*Activity*. Only one stretch of the listing below is wanted. Begin at the line that has "Query: black shorts", stop after the line that has "For every instance of the chain-link", and repeat every line in between exactly.
= = = = =
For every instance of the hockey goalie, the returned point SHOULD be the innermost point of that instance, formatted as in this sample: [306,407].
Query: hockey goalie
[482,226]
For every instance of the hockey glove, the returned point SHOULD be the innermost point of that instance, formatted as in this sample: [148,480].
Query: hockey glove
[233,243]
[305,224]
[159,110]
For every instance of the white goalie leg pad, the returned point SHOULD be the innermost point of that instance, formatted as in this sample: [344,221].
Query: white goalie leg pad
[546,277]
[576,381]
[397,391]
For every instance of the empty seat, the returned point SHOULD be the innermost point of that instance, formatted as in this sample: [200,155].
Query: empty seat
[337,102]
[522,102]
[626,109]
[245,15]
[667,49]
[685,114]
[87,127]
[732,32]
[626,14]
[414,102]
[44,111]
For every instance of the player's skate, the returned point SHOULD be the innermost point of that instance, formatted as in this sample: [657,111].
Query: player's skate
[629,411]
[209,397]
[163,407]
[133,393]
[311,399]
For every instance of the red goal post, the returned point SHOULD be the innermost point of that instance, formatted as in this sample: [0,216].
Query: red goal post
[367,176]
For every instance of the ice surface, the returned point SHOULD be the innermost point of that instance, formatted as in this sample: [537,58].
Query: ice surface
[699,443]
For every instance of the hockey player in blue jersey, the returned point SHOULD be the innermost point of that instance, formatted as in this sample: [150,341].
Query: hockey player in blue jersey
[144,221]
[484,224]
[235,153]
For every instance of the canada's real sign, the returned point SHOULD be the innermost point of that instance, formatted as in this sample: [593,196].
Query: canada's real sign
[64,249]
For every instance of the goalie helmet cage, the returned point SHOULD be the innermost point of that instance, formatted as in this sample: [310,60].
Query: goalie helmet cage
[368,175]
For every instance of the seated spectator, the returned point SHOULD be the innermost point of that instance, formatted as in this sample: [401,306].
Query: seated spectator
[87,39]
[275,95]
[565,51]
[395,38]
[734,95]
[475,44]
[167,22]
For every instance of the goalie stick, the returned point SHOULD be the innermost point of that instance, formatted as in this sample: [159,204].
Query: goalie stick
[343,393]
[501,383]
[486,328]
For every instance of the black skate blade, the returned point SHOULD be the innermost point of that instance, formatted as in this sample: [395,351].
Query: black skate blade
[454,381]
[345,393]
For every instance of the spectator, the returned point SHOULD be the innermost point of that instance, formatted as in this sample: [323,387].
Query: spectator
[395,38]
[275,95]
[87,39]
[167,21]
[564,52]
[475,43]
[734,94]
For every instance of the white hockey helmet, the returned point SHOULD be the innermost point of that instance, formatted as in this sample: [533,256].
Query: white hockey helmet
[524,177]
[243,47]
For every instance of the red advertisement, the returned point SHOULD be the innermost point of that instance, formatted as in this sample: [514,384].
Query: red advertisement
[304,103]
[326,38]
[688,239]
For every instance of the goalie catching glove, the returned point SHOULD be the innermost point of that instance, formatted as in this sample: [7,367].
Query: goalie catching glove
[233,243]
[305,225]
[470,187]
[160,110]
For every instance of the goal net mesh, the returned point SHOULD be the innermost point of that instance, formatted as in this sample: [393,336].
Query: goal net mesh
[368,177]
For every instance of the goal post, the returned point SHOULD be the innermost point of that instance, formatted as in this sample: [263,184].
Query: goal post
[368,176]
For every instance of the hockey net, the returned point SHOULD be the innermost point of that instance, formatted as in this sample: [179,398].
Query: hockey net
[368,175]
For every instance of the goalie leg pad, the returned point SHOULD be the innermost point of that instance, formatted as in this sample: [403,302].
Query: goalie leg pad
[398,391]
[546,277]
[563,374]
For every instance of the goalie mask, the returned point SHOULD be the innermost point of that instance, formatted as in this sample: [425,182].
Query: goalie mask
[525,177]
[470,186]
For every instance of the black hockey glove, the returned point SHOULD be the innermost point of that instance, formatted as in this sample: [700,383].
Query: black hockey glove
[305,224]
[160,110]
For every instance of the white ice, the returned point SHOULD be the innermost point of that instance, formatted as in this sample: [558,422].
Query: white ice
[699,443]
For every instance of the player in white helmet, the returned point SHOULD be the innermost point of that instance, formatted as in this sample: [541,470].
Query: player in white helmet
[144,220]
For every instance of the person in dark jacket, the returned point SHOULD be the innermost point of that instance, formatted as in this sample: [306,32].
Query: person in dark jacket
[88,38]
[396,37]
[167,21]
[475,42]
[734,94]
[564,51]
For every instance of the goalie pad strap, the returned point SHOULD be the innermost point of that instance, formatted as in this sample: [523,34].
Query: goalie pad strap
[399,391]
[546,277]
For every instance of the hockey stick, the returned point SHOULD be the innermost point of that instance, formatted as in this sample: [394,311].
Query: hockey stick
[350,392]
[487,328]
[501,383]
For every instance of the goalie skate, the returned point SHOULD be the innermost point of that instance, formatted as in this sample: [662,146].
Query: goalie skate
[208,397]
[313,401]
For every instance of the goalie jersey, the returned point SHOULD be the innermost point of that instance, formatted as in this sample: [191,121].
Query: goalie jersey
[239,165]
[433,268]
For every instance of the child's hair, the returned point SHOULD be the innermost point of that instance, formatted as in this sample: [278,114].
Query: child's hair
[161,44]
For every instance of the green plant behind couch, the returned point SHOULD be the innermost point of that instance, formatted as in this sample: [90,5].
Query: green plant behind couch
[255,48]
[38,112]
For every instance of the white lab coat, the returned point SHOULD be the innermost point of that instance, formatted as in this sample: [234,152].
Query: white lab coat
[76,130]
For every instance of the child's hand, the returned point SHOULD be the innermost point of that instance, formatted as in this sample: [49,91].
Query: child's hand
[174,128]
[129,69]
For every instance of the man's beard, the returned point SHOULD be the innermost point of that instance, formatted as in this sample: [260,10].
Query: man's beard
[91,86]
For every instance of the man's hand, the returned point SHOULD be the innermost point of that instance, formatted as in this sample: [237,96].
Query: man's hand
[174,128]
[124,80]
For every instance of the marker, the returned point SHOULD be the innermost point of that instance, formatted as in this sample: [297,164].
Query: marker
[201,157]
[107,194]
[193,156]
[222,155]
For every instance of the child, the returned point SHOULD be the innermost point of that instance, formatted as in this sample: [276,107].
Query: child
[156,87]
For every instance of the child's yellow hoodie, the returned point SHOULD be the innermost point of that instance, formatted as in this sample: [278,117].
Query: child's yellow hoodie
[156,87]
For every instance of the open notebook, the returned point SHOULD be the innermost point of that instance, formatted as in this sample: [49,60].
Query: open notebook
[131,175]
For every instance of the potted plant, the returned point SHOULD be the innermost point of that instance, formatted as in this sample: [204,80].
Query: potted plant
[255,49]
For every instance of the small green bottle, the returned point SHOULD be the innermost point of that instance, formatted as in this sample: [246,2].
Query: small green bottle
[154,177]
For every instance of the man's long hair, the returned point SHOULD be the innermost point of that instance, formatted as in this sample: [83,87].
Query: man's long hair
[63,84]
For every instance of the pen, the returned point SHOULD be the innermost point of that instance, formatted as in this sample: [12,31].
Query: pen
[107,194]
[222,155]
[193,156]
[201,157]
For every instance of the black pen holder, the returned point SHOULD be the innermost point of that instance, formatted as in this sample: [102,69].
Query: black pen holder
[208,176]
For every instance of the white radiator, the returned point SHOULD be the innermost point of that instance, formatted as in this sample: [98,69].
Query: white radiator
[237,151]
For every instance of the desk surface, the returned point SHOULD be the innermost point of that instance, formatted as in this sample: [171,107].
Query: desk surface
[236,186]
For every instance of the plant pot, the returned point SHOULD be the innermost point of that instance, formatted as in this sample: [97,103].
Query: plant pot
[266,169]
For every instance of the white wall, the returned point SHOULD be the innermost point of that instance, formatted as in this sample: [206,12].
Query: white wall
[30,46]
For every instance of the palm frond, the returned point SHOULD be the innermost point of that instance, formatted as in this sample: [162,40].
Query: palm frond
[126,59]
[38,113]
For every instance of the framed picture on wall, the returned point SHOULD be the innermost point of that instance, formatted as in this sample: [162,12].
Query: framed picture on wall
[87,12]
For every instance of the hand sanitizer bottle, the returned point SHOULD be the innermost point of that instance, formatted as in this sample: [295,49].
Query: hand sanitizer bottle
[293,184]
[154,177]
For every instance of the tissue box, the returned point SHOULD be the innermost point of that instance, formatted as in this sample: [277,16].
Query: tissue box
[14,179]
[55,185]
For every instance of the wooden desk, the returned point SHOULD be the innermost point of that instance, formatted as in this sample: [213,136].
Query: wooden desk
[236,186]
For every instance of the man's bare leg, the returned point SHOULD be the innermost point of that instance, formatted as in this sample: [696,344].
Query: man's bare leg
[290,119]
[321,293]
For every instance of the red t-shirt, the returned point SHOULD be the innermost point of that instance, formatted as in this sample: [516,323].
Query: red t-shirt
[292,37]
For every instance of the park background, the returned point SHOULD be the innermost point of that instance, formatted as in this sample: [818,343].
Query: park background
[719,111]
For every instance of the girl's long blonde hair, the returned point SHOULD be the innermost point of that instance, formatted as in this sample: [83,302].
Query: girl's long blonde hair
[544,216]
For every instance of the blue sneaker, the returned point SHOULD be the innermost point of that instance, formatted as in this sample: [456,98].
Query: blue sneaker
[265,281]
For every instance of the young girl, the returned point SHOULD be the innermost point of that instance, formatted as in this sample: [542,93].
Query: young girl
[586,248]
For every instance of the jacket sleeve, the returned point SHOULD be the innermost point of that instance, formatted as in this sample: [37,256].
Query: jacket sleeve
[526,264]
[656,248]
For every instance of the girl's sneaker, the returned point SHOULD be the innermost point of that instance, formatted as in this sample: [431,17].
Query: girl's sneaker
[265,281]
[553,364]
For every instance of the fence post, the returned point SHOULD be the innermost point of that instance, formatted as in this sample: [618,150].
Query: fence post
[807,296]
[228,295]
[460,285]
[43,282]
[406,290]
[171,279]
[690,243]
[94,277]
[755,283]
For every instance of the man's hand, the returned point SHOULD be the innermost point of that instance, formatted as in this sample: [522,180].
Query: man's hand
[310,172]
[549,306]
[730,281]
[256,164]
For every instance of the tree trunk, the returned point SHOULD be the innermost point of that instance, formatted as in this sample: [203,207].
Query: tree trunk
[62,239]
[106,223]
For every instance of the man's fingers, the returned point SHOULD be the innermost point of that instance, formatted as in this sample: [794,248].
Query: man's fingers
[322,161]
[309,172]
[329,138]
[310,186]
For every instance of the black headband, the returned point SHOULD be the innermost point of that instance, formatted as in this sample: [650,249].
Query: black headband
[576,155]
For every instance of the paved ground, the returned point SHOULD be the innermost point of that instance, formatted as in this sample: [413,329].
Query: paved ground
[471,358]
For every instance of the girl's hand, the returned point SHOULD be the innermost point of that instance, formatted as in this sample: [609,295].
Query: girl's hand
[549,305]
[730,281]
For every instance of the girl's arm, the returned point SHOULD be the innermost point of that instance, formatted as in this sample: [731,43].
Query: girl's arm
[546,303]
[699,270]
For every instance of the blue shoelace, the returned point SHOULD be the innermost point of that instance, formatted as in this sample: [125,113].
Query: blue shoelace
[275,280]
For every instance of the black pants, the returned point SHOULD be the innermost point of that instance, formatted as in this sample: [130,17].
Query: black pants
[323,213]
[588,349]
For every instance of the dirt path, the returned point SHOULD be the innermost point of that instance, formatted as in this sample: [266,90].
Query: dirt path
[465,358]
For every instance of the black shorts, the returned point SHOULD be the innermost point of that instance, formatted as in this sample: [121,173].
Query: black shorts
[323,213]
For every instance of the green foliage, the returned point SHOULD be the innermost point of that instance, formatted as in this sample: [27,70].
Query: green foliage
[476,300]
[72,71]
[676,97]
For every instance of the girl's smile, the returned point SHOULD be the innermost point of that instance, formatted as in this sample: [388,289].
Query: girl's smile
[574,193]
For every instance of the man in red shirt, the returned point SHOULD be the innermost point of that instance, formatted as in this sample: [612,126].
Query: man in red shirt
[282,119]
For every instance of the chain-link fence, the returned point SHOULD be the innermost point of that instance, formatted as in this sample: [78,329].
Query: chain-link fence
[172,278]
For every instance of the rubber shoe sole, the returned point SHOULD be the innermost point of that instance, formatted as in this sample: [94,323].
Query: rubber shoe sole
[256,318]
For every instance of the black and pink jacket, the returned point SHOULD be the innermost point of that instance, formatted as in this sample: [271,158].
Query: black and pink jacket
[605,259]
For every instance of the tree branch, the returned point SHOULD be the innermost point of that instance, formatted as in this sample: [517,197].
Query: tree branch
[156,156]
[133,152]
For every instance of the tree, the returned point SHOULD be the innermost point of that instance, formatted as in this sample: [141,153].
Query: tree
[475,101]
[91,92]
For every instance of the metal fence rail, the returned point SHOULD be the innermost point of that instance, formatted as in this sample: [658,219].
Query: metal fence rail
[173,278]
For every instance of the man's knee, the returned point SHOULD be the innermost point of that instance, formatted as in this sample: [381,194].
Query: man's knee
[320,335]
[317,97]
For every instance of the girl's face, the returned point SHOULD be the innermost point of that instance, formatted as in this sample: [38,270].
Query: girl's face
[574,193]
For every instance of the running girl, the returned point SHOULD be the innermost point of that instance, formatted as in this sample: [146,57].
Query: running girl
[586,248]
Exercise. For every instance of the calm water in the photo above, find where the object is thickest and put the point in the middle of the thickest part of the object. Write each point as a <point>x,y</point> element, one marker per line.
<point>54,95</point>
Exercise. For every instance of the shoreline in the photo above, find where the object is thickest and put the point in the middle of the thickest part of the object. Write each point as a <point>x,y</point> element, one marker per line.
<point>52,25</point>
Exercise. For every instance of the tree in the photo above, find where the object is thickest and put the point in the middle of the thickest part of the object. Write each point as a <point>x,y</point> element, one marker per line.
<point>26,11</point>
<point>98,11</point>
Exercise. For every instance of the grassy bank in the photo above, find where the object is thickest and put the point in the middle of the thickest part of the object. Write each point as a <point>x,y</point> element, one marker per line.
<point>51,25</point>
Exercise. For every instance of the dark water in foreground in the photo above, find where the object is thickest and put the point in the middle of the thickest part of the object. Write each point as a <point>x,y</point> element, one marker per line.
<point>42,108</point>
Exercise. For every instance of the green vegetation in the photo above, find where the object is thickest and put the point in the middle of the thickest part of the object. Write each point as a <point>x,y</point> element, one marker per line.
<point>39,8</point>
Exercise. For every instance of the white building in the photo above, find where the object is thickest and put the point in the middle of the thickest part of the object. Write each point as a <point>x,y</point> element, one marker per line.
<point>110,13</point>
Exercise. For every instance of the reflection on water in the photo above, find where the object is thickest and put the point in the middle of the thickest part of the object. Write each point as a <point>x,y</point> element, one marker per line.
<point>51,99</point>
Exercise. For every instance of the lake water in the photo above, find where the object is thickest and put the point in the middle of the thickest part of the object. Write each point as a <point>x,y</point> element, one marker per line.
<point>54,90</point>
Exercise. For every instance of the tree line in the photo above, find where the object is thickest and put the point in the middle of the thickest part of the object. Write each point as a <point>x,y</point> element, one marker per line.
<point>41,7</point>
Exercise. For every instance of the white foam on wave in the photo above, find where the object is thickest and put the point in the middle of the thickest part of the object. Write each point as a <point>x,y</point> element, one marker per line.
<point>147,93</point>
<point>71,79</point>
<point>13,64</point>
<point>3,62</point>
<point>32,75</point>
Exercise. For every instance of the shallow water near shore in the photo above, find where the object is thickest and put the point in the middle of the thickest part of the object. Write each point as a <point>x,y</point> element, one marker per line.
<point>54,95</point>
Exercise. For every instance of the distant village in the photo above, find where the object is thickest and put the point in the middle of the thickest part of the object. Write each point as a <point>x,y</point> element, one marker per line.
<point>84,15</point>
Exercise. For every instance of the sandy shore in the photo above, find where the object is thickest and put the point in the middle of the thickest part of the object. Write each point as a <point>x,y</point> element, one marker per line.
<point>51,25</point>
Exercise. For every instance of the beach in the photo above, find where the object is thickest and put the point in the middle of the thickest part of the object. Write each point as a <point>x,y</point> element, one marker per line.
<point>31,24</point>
= = = = =
*Response*.
Query: black shorts
[323,213]
For every instance of the green foliage, the returned point SHOULD be the innermost point of that instance, formatted as in this sample: [27,70].
Query: green foliage
[476,300]
[72,71]
[676,97]
For every instance of the girl's smile, the returned point SHOULD be the innermost point of that instance, formatted as in this sample: [388,289].
Query: girl's smile
[574,193]
For every instance of the man in red shirt, the returned point SHOULD be the innermost point of that instance, formatted as in this sample: [612,126].
Query: man in red shirt
[282,119]
For every instance of the chain-link fence, the returned point SHOULD be the innermost point of that instance, formatted as in this sample: [78,329].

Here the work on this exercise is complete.